Aim of the exercise
Each line of the data below goes into the copy exactly; pictures do not.

(Source data)

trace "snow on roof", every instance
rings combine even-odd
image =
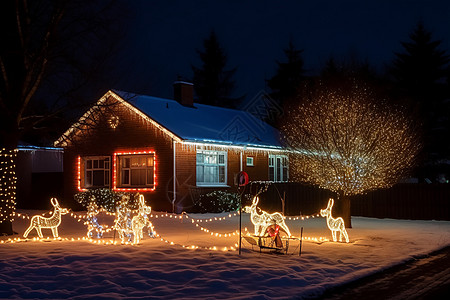
[[[198,103],[187,107],[175,100],[113,92],[186,141],[282,147],[278,130],[246,111]]]

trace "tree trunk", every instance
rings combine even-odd
[[[16,151],[0,149],[0,234],[12,235],[16,207]]]
[[[344,195],[344,193],[339,193],[339,216],[344,219],[345,227],[352,228],[352,212],[351,212],[351,202],[350,196]]]

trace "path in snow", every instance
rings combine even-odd
[[[319,299],[445,299],[450,297],[450,246],[383,272],[332,288]]]

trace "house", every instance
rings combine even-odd
[[[65,200],[110,188],[180,212],[199,194],[233,189],[239,171],[288,180],[275,128],[247,111],[194,103],[191,83],[175,82],[174,98],[110,90],[98,100],[55,142],[64,148]]]

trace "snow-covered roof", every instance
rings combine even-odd
[[[279,132],[246,111],[175,100],[113,92],[140,112],[185,141],[214,144],[282,147]]]

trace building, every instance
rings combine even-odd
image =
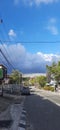
[[[46,76],[46,73],[29,73],[29,74],[22,74],[23,78],[35,78],[37,76]]]

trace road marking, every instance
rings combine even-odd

Answer
trace "snow on roof", every instance
rings combine even-odd
image =
[[[198,103],[187,107],[175,100],[113,92],[186,141],[282,147],[278,130],[246,111]]]

trace "tree trunk", every instance
rings combine even-odd
[[[16,151],[0,149],[0,234],[12,235],[16,207]]]
[[[344,195],[344,193],[339,193],[339,216],[344,219],[345,227],[352,228],[352,212],[351,212],[351,202],[350,196]]]

trace "path in snow", every instance
rings combine even-odd
[[[319,299],[445,299],[450,297],[450,246],[383,272],[332,288]]]

trace "house", every instance
rings combine even-odd
[[[65,200],[110,188],[180,212],[199,194],[233,189],[239,171],[288,180],[275,128],[247,111],[194,103],[191,83],[175,82],[174,98],[110,90],[98,100],[55,142],[64,148]]]

trace "snow-covered roof", every instance
rings combine even-odd
[[[279,132],[246,111],[175,100],[113,92],[140,112],[185,141],[214,144],[282,147]]]

trace building, every instance
rings combine even-odd
image =
[[[46,76],[46,73],[29,73],[29,74],[22,74],[23,78],[35,78],[37,76]]]

trace road marking, every instance
rings combine even-odd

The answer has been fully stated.